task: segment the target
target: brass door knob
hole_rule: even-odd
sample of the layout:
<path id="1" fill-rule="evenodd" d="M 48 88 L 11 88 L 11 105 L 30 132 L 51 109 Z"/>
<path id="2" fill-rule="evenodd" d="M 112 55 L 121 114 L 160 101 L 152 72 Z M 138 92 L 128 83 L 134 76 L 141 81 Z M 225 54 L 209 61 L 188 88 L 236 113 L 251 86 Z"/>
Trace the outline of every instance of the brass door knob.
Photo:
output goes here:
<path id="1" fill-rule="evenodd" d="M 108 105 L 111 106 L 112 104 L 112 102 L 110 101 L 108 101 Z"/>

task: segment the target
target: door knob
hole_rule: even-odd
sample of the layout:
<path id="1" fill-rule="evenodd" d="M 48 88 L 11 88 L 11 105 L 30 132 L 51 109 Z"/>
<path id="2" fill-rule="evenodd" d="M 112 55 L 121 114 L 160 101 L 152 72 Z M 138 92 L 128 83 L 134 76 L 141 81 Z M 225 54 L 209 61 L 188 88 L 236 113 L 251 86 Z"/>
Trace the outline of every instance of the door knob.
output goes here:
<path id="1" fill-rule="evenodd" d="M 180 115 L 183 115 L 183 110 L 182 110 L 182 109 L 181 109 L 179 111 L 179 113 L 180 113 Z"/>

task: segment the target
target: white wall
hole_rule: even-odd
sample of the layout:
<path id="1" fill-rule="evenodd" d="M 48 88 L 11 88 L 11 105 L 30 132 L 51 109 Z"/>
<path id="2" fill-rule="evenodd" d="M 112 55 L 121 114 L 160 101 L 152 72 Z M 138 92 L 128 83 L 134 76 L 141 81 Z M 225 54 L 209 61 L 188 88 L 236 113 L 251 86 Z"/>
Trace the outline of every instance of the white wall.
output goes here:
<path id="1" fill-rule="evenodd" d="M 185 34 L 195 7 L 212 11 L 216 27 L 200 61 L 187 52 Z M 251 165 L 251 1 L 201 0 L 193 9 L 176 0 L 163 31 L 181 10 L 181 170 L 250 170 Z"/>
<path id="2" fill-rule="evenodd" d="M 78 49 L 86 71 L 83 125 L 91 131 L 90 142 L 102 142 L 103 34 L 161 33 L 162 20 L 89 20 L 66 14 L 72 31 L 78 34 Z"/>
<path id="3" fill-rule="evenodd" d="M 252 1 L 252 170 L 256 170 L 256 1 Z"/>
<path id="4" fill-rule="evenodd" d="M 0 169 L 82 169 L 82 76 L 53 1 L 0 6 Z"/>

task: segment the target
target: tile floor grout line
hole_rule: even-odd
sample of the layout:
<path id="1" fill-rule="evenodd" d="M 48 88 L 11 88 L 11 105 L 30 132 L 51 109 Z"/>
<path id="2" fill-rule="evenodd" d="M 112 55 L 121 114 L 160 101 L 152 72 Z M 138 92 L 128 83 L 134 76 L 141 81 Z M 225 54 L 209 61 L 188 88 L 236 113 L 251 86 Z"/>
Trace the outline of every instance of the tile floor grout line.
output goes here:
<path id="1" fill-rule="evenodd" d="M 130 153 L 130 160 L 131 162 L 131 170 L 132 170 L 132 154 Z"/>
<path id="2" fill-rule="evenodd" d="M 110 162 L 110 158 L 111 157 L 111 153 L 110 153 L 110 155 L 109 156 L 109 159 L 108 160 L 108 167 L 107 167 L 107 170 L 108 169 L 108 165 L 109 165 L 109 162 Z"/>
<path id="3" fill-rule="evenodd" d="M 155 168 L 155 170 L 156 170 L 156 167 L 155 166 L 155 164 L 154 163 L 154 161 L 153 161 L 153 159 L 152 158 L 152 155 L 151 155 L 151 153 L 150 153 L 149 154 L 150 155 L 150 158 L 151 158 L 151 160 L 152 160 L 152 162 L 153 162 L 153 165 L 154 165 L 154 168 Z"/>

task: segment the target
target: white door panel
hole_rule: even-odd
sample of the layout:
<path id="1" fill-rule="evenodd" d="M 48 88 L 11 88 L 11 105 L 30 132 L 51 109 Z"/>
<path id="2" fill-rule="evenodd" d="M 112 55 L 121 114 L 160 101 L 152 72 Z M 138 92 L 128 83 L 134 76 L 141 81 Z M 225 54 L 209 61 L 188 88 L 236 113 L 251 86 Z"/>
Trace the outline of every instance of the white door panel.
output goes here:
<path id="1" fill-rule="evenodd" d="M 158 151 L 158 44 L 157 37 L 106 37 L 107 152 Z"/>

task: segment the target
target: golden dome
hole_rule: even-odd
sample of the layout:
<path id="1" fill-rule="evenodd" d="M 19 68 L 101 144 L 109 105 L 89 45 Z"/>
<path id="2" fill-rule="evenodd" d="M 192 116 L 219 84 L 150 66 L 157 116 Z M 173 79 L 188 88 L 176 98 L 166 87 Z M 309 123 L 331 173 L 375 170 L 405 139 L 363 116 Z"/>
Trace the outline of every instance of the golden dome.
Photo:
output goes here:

THE EXERCISE: Select every line in the rows above that contains the word "door" and copy each one. Case counts.

FULL OUTPUT:
target: brass door knob
Trace the outline of every instance of the brass door knob.
target: door knob
Trace the outline of every instance of the door knob.
target: white door panel
Trace the outline of every instance of the white door panel.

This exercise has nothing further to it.